Skin Deep reimagines the body as a vessel, constantly evolving yet deeply rooted in the complexities of trauma, memory, and identity. Through their works, Eros Dibra (Albania), Anna Orbaczewska (Poland), Viktor Petrov (Bulgaria, based in Berlin) and Milica Zhivkovic (Montenegro), navigate the body as a site of resistance, through strong visual expressions that bridge personal and collective histories.
Each of these artists grounds their individual voice in the visceral and physicality of the body or larger social body. The body functions as both the anchor of personal transformation and a reflection of larger socio-political processes.
Eros Dibra’s emotionally charged works explore memory and identity through repetitive, abstract forms that evoke subconscious and Balkan folklore. Anna Orbaczewska focuses on bodily identity and psychological depths, subverting the male gaze through expressive, powerful figurations. Viktor Petrov addresses the intersection of domestic space and societal oppression, using mass-produced objects in large-scale installations, while Milica Zhivkovic engages with displacement and trauma through cultural lens of Turbo Folk fabrics and her own symbolics.
Through these various practices, the body is not merely a form but a dynamic vessel for the complexities of identity and memory. The works presented invite the viewer to witness the body as a morphing entity that resists categorization, while simultaneously embracing the poetics of defiance.

--- REQUESTS ---
**a)** In the Skin Deep text, take the part that opens with "Eros Dibra’s emotionally" and closes with "her own symbolics.", and write it out again with "regional folklore" substituted for "Balkan folklore".
**b)** In the Skin Deep text, which city is Viktor Petrov based in?

--- RECORD EXTRACTS ---

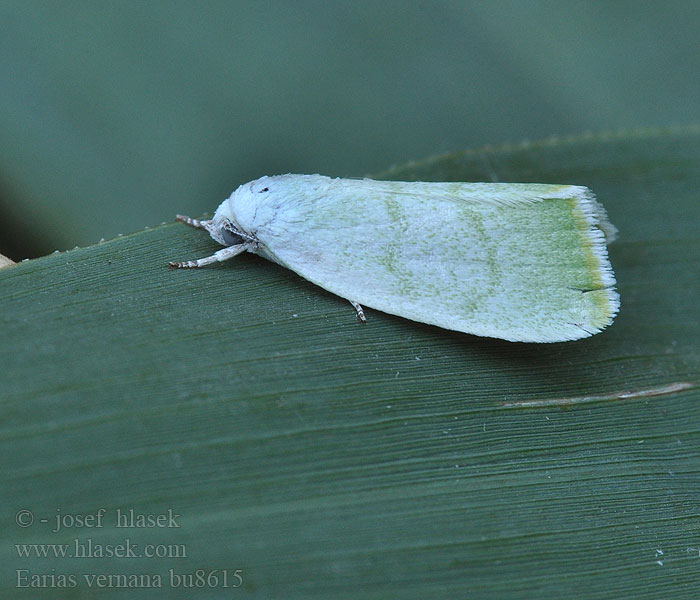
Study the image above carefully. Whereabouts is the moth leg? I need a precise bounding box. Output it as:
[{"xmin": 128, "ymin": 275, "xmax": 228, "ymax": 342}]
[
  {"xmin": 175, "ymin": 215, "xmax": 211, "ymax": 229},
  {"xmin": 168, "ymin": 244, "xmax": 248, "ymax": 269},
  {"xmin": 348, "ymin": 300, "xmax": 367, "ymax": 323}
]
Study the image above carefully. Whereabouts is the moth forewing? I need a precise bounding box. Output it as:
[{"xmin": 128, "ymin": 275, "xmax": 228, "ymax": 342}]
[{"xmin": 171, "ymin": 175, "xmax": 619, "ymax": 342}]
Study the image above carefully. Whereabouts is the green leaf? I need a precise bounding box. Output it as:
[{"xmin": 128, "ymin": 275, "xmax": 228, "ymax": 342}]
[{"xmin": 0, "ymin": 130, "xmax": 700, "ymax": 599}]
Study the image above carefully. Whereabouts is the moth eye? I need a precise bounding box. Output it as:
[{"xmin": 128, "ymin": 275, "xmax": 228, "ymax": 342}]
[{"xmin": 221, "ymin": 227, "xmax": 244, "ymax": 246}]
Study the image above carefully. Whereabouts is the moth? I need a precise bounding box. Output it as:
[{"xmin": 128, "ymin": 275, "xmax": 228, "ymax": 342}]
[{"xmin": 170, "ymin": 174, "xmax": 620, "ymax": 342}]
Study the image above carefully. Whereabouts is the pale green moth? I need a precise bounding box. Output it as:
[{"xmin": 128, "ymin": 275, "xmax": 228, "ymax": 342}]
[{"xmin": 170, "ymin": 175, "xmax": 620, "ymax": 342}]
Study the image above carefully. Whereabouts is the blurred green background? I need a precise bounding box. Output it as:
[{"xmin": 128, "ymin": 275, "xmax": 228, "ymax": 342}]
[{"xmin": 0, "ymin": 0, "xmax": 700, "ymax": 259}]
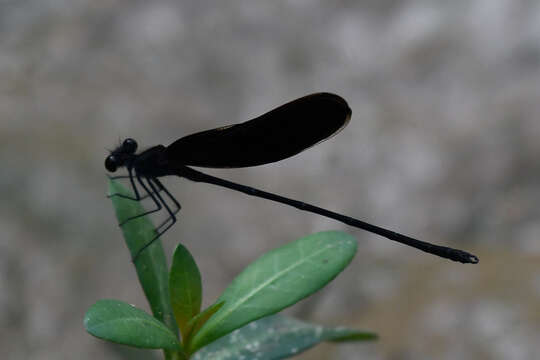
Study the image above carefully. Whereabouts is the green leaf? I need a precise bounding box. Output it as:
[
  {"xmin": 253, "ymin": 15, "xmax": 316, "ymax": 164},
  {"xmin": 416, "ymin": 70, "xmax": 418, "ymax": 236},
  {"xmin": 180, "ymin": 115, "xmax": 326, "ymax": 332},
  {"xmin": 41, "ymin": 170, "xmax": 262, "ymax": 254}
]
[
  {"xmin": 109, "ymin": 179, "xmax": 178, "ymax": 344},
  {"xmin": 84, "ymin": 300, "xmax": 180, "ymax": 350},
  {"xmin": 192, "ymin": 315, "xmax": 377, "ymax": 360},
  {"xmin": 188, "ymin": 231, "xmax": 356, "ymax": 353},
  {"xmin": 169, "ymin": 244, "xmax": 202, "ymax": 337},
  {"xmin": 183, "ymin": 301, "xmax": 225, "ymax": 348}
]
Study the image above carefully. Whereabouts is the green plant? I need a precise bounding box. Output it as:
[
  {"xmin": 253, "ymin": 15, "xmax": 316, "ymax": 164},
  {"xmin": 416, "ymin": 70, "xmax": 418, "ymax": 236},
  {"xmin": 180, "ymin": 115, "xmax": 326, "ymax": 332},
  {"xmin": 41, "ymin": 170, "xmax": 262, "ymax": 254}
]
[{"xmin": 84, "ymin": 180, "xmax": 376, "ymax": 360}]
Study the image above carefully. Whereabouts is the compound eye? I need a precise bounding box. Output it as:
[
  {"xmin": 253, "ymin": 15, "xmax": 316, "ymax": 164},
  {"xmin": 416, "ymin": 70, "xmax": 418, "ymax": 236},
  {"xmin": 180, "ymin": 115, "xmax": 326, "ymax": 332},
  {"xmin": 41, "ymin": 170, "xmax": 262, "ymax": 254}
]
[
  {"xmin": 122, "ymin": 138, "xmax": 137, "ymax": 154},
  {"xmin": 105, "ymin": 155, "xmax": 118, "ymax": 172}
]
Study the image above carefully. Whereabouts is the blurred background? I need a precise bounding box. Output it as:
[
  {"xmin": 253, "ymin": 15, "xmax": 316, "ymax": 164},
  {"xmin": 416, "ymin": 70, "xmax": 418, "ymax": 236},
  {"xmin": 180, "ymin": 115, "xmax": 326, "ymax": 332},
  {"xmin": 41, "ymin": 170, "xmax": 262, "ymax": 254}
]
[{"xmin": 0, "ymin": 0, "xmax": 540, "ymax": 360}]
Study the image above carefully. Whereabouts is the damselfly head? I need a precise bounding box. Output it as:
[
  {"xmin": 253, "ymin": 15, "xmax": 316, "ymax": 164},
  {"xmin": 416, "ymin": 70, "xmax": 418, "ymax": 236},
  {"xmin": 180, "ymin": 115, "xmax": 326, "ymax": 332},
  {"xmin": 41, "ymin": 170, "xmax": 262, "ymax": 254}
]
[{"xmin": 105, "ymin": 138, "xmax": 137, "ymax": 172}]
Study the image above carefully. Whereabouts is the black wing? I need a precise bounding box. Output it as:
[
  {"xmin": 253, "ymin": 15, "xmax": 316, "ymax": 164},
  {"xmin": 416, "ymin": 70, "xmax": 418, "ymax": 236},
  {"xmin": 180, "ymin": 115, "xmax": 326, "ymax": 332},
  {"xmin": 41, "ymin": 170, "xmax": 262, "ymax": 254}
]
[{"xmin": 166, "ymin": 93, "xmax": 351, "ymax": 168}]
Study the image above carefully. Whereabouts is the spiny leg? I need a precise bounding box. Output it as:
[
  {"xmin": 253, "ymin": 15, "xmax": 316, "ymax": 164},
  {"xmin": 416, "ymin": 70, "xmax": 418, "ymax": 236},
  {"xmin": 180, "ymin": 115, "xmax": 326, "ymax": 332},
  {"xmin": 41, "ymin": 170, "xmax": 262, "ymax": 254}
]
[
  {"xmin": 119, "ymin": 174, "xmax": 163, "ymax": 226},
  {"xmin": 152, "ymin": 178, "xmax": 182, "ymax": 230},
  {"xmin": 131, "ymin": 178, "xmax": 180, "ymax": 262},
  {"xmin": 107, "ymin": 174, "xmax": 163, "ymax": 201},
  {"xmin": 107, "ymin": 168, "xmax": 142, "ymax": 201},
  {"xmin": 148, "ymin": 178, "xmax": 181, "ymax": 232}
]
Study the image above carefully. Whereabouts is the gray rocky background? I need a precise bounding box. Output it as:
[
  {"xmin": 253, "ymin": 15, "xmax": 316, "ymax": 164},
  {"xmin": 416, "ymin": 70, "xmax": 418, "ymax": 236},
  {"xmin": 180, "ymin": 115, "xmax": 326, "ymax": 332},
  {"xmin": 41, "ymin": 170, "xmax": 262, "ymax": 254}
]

--- ANSWERS BELOW ---
**a)**
Eros Dibra’s emotionally charged works explore memory and identity through repetitive, abstract forms that evoke subconscious and regional folklore. Anna Orbaczewska focuses on bodily identity and psychological depths, subverting the male gaze through expressive, powerful figurations. Viktor Petrov addresses the intersection of domestic space and societal oppression, using mass-produced objects in large-scale installations, while Milica Zhivkovic engages with displacement and trauma through cultural lens of Turbo Folk fabrics and her own symbolics.

**b)** Berlin